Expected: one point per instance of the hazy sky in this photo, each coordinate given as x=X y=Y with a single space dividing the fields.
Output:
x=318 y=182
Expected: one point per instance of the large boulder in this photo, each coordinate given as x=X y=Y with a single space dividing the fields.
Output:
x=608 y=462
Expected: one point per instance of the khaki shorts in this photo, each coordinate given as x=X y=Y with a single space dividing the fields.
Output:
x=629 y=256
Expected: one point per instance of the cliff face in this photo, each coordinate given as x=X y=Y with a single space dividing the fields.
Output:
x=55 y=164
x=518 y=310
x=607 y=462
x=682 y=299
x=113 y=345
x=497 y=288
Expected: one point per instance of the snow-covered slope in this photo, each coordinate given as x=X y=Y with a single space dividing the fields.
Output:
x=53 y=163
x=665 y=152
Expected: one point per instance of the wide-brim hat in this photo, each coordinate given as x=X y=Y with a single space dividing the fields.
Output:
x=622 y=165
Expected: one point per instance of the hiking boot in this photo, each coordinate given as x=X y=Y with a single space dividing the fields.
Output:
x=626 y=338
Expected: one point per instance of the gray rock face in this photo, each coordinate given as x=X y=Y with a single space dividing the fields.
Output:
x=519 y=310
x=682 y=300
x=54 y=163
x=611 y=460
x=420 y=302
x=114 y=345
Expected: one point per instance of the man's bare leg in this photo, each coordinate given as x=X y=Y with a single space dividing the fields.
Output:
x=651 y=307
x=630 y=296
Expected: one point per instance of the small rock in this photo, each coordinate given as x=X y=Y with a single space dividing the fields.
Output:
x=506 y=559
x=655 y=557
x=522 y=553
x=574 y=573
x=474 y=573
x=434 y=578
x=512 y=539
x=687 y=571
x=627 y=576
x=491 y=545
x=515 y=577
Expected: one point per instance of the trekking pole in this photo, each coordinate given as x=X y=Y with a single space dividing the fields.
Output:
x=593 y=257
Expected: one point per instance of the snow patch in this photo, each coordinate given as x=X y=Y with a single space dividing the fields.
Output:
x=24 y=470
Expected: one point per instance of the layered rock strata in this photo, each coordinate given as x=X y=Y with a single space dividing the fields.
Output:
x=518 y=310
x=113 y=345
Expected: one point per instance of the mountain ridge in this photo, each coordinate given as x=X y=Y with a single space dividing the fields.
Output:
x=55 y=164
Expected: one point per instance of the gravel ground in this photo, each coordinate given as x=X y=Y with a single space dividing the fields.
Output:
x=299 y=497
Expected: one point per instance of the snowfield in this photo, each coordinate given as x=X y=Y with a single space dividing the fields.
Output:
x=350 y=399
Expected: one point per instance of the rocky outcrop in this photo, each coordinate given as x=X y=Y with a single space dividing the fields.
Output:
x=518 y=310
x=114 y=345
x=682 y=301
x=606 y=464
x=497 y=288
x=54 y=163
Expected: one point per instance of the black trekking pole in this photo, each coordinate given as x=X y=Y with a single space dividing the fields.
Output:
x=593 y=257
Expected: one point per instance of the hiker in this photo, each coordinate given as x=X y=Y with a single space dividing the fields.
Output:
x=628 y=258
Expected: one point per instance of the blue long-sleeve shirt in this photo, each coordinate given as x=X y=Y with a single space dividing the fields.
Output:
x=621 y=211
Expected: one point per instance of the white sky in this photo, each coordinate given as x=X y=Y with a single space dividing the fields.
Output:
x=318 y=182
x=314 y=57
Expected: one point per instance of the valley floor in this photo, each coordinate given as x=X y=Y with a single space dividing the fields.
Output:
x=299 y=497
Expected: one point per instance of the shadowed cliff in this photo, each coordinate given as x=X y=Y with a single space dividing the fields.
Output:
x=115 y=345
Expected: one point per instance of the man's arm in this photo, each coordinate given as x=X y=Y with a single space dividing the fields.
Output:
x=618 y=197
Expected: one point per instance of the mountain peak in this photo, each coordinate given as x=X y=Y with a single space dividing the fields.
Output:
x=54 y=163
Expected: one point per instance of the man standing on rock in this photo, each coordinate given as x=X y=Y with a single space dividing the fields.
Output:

*-*-*

Copy every line from the start of the entries above through the line that contains "x=665 y=152", both ends included and requests kept as they are. Multiply each coordinate in the answers by 2.25 and round to whole numbers, with halves rounded up.

ANSWER BELOW »
Expected: one point per instance of the hazy sky in this photo, each coordinate given as x=X y=Y with a single space dividing the fields.
Output:
x=716 y=410
Expected: one point per instance of the large boulder in this photo, each coordinate given as x=X y=Y with a single space dividing the fields.
Output:
x=1368 y=1040
Expected: one point per instance of the khaki shorts in this photo, each coordinate given as x=X y=Y with a single space dividing the fields.
Output:
x=1415 y=576
Expected: one point per instance of the cliff face in this photo, each coordinate given as x=X y=Y with a single space dividing the fields.
Output:
x=124 y=369
x=1166 y=698
x=1366 y=1040
x=1535 y=673
x=254 y=776
x=1118 y=648
Expected: one point per instance of the snow-covered slope in this photo, each coordinate given as x=X y=Y with a single space dividing the fields.
Output:
x=119 y=367
x=1496 y=342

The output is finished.